WHAT IS BEING ASKED: Return every line below in which "bbox" appears.

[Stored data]
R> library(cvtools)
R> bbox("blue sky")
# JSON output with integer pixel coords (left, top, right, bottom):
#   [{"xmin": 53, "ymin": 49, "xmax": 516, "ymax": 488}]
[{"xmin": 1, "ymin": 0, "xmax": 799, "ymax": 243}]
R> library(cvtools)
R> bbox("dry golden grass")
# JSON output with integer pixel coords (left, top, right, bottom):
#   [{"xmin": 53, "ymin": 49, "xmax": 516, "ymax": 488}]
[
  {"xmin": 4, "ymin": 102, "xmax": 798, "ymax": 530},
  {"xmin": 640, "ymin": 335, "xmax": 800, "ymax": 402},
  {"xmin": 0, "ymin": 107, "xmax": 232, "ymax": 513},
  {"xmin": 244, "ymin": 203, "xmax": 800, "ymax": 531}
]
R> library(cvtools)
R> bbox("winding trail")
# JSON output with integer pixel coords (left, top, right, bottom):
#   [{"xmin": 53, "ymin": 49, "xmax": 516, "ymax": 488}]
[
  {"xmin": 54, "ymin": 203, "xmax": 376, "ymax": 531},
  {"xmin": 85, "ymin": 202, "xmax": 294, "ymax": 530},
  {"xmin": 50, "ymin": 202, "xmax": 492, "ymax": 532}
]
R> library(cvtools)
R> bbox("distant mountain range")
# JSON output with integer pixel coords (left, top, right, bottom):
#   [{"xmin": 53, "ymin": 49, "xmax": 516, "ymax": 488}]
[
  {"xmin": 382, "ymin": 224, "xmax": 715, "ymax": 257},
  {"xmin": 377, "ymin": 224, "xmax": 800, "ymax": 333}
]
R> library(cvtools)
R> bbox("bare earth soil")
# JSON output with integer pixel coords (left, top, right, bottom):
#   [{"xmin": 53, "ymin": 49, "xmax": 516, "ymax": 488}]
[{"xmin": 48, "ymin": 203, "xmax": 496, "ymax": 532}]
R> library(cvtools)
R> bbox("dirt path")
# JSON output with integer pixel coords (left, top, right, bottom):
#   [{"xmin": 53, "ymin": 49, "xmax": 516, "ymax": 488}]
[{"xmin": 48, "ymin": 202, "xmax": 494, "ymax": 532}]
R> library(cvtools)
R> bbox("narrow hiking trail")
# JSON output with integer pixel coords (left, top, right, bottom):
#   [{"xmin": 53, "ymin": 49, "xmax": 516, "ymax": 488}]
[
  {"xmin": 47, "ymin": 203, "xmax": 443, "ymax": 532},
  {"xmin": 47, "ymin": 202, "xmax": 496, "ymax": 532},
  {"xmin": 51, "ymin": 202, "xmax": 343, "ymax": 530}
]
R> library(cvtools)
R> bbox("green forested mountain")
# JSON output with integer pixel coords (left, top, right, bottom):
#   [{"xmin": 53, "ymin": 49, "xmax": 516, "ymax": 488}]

ANSWER:
R> bbox("blue sky")
R> bbox("dry golden grass")
R> bbox("winding trail")
R> bbox("distant mountain range")
R> bbox("bare earth soil")
R> bbox("dirt path")
R> bbox("narrow hiking trail")
R> bbox("green forested mountain")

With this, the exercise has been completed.